* TASK A: In the passage on the DNC hack, what did the private-sector cyber security investigators hired by the DNC conclude?
* BEGIN GIVEN PASSAGE *
A harder case to prove is Democratic accusations that Russia carried out the DNC hack in order to advance the candidacy of Republican nominee Donald Trump.

“What the experts said when this breach initially happened at the DNC was that they believed it was Russian state actors who took these emails,” Clinton campaign manager Robby Mook said on Monday.

“What further experts are saying is that then, because they possessed those emails, that Russian state actors were feeding the email to hackers for the purpose of helping Donald Trump,” he claimed.

While forensic evidence will likely prove conclusively whether the hack originated in Russia, it may be impossible to clearly establish Putin’s own complicity in the operation, or the motivations of the Russian government.

The FBI confirmed Monday that it was investigating a hack into the DNC. U.S. officials suspect the intrusion was a Russian cyber hack, though the State Department said it was important for the investigation to run its course before making any determinations. But private-sector cyber security investigators hired by the DNC concluded that hackers working for the Russian government were behind the year-long breach of the committee.
* END GIVEN PASSAGE *
* BEGIN TASK INPUT *
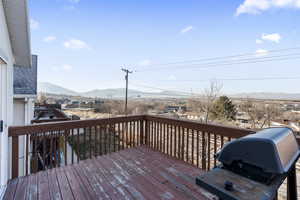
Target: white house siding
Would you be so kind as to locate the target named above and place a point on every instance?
(23, 114)
(6, 93)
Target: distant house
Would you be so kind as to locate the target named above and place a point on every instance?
(175, 108)
(17, 79)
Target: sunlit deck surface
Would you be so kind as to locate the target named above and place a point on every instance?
(135, 173)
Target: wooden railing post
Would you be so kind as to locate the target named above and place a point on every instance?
(292, 184)
(15, 156)
(146, 133)
(142, 137)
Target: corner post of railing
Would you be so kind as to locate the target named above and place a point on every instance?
(15, 155)
(292, 184)
(142, 132)
(146, 134)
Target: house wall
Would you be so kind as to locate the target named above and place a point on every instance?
(6, 93)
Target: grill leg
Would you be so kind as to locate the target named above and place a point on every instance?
(292, 184)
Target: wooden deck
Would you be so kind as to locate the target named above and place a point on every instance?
(135, 173)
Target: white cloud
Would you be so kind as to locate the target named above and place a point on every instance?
(172, 78)
(261, 52)
(34, 25)
(274, 37)
(49, 38)
(258, 6)
(76, 44)
(187, 29)
(74, 1)
(258, 41)
(144, 62)
(65, 68)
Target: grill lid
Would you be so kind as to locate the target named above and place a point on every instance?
(273, 150)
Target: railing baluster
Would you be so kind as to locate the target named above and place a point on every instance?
(187, 144)
(15, 156)
(292, 184)
(72, 136)
(133, 133)
(222, 141)
(215, 149)
(208, 151)
(77, 142)
(193, 135)
(175, 141)
(179, 142)
(182, 143)
(171, 140)
(203, 151)
(27, 137)
(44, 149)
(198, 148)
(90, 141)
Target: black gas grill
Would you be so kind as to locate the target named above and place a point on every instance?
(253, 167)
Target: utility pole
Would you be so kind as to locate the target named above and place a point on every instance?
(126, 95)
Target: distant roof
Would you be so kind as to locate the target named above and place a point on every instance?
(16, 13)
(25, 79)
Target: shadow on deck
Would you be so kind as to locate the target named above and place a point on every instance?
(135, 173)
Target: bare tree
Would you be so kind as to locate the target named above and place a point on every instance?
(210, 95)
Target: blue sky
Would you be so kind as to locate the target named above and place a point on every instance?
(82, 44)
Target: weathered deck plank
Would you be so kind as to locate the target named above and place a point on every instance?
(135, 173)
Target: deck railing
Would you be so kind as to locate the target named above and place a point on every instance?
(51, 145)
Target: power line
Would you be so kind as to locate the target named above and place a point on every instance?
(221, 57)
(239, 79)
(161, 89)
(221, 64)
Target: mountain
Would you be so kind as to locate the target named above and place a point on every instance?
(50, 88)
(120, 92)
(268, 95)
(105, 93)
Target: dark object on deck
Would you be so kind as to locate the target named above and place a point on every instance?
(1, 126)
(253, 167)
* END TASK INPUT *
* TASK B: Write out the records from the line with "Target: weathered deck plank" through the end of the records, without changing anything.

* REPLY A: They concluded that hackers working for the Russian government were behind the year-long breach of the committee.

* REPLY B:
Target: weathered deck plank
Would you be so kind as to locate the target named above and place a point on every instance?
(135, 173)
Target: deck railing
Would you be so kind as to locate the target named above and place a point on every instance?
(51, 145)
Target: power line
Would you be so kind as to locate the target named above and place a point on every instance?
(221, 57)
(239, 79)
(161, 89)
(221, 64)
Target: mountain
Would you be so kind as to locate the target named above and place a point on every instance?
(50, 88)
(120, 92)
(268, 95)
(105, 93)
Target: dark object on deck
Would you be so kind as to locate the target named above and place a point on every instance?
(1, 126)
(253, 167)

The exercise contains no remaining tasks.